## The request
Include in the output the line containing "find dead twig" and each subsequent line of the records, through the end, transcribed exactly. Add nothing else.
========================
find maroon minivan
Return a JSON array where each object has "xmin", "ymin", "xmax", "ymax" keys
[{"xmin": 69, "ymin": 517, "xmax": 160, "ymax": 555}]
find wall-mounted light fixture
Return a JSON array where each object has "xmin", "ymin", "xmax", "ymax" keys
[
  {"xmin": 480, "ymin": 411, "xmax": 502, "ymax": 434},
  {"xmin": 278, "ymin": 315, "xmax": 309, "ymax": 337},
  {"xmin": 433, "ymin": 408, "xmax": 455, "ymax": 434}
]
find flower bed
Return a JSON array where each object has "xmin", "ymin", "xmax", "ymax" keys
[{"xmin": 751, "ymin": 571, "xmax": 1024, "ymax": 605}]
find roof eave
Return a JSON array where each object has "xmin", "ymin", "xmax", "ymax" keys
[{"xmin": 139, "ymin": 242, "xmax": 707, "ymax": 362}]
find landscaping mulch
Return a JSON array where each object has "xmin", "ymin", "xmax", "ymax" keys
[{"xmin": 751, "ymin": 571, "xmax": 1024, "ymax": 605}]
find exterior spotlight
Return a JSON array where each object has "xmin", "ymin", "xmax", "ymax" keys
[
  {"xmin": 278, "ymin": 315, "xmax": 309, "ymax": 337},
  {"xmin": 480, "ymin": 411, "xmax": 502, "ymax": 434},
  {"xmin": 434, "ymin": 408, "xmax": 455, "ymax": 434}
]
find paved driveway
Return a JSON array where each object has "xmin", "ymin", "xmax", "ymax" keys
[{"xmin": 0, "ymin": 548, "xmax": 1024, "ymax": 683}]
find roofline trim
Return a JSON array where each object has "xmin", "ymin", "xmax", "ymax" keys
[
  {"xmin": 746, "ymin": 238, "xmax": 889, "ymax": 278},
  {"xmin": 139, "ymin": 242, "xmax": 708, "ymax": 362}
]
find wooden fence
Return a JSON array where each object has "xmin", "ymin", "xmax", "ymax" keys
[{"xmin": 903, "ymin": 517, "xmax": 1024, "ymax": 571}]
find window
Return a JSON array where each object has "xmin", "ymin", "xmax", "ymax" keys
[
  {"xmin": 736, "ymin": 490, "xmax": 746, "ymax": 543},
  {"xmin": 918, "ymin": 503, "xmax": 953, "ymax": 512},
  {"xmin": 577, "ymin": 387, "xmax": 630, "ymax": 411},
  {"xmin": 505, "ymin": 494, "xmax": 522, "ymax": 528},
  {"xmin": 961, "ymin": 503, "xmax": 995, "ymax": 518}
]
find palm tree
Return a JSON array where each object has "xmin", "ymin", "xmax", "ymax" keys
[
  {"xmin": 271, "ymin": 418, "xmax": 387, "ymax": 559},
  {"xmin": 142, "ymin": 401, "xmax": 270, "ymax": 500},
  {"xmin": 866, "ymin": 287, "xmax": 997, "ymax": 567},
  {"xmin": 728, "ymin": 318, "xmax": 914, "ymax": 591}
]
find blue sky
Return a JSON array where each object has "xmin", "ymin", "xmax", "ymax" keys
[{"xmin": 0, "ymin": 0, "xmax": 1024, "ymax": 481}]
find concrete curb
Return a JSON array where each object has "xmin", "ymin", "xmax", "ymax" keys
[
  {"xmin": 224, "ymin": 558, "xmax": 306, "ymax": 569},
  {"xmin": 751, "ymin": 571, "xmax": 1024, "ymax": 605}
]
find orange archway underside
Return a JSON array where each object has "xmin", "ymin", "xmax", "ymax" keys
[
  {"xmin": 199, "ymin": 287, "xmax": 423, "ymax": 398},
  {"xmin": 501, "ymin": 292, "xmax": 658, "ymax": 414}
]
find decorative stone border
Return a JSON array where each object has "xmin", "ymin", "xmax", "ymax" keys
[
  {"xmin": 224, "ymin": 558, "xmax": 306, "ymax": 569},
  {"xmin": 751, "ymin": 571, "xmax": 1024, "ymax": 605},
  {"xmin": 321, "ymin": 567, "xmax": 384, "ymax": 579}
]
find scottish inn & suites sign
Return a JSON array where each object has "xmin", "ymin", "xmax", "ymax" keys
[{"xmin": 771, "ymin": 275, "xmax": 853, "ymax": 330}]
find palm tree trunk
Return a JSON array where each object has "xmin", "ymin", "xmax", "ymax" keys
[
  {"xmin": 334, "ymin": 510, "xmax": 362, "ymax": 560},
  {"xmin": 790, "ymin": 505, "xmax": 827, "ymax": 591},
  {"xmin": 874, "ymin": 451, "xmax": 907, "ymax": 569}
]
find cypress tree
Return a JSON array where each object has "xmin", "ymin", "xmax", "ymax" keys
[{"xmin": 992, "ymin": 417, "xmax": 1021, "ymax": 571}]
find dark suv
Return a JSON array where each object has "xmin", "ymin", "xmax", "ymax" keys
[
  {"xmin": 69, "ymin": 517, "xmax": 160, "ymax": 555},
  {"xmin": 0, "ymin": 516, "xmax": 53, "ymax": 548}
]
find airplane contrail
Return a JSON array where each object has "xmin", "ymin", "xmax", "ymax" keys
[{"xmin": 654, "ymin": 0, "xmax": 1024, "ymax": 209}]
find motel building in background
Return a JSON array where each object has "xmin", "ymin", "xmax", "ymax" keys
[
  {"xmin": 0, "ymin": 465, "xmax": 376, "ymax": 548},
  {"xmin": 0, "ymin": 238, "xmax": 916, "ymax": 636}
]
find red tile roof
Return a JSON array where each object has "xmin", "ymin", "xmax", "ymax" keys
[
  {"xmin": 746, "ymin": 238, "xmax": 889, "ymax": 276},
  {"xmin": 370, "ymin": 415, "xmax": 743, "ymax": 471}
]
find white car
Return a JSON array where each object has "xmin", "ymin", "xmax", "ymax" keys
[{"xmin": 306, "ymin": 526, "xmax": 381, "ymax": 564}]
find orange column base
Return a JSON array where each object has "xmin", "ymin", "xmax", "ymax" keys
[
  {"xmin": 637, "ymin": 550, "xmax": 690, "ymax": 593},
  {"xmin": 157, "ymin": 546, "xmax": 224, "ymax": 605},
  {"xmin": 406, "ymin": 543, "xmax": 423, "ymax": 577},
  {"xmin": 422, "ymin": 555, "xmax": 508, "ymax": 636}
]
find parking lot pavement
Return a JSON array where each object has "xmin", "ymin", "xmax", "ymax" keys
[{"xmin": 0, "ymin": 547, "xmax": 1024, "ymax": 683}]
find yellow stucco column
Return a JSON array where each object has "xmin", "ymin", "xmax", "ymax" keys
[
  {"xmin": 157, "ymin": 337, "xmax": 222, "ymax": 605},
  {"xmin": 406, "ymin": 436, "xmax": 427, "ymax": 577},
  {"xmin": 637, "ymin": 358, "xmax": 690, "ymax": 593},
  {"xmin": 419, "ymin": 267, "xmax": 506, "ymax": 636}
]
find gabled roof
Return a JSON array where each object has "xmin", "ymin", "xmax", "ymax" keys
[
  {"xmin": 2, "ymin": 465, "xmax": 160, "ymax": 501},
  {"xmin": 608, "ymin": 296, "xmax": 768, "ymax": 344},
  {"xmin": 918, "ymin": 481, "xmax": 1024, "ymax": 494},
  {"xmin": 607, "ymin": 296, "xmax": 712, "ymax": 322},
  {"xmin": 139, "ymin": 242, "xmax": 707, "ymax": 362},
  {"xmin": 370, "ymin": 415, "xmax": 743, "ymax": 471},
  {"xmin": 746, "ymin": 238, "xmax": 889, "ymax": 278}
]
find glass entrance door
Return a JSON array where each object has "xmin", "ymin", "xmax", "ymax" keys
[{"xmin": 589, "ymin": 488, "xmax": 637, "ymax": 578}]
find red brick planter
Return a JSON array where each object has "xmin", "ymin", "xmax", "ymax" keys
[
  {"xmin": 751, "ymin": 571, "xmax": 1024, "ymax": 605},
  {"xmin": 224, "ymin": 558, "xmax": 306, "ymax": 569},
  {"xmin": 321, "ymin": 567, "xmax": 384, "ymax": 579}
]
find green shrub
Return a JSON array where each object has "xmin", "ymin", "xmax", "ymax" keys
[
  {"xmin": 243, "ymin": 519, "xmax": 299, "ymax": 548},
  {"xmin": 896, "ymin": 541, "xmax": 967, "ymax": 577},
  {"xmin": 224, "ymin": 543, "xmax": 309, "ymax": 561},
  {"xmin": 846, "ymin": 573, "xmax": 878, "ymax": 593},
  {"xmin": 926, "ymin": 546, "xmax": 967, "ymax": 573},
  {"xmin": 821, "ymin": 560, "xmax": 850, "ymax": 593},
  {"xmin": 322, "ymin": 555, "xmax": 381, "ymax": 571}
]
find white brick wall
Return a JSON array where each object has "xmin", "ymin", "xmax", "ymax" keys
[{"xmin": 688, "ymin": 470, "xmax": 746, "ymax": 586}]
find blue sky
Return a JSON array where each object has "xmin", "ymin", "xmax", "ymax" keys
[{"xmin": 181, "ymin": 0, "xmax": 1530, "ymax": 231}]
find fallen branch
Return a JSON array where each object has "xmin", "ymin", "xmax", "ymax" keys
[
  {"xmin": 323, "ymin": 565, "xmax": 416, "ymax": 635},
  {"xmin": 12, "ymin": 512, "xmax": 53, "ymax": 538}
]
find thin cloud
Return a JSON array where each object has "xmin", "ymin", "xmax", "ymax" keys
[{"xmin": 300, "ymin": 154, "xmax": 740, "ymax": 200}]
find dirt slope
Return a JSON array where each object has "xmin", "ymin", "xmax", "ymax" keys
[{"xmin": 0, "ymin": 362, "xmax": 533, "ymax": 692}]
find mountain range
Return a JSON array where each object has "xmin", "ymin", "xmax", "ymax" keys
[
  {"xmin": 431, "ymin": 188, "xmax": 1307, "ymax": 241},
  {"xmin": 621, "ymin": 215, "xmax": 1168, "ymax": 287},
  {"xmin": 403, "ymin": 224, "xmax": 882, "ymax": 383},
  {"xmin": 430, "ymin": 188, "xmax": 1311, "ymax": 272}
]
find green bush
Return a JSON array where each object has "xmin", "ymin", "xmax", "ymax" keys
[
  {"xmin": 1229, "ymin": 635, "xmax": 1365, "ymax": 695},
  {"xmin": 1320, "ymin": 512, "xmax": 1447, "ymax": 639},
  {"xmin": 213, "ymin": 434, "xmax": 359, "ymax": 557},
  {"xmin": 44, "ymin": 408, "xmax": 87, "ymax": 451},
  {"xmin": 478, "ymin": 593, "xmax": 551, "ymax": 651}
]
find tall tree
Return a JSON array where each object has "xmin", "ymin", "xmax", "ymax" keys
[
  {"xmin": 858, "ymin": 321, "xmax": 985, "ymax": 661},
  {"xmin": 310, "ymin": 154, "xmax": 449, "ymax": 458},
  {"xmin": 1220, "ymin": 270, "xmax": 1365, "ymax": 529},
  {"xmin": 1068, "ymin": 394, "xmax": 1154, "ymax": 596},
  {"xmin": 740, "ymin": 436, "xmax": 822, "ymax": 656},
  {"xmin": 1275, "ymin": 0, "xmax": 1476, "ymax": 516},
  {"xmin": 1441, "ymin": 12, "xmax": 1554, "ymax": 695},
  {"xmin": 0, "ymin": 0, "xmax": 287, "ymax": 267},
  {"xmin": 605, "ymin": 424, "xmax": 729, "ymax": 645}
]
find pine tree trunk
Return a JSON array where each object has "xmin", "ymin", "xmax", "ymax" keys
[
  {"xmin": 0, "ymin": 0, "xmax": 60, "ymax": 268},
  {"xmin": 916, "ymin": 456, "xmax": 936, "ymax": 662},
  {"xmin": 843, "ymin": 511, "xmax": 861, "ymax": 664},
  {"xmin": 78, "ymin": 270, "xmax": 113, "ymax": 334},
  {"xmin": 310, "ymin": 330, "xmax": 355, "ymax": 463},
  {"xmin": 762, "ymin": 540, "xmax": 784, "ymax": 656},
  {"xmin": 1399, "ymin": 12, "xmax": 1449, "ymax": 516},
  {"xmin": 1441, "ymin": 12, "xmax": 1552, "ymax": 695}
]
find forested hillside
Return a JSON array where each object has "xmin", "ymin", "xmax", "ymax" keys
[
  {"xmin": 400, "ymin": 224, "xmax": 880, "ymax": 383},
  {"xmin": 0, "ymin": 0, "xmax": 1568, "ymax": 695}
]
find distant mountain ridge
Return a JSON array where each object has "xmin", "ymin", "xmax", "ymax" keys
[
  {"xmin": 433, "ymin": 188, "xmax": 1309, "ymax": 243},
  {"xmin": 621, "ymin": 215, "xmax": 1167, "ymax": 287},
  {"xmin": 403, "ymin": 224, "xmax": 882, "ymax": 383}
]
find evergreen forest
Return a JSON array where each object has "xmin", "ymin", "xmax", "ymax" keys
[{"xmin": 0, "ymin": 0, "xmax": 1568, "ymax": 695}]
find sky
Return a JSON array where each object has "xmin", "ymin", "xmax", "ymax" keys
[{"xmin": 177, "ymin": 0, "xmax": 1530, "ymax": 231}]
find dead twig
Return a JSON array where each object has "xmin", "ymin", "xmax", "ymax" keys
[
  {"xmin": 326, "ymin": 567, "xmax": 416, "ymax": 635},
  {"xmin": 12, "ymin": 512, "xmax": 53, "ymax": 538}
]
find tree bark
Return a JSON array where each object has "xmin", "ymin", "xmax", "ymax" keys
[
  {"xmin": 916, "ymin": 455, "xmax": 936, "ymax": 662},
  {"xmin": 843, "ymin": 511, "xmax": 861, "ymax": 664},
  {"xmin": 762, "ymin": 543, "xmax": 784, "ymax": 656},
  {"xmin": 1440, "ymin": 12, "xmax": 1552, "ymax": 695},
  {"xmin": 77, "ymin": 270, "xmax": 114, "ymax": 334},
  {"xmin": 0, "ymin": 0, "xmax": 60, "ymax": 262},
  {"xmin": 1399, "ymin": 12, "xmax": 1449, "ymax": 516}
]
========================
## Written answer
find dead twig
Return a JSON array where each object has "xmin", "ymin", "xmax", "ymax" keys
[
  {"xmin": 326, "ymin": 567, "xmax": 416, "ymax": 635},
  {"xmin": 12, "ymin": 512, "xmax": 53, "ymax": 538}
]
find tree bark
Return a JSON array where each object has "xmin", "ymin", "xmax", "ymax" keys
[
  {"xmin": 916, "ymin": 455, "xmax": 936, "ymax": 662},
  {"xmin": 843, "ymin": 511, "xmax": 861, "ymax": 664},
  {"xmin": 762, "ymin": 543, "xmax": 784, "ymax": 656},
  {"xmin": 1440, "ymin": 12, "xmax": 1552, "ymax": 695},
  {"xmin": 77, "ymin": 270, "xmax": 114, "ymax": 334},
  {"xmin": 0, "ymin": 0, "xmax": 60, "ymax": 262},
  {"xmin": 1399, "ymin": 12, "xmax": 1449, "ymax": 516}
]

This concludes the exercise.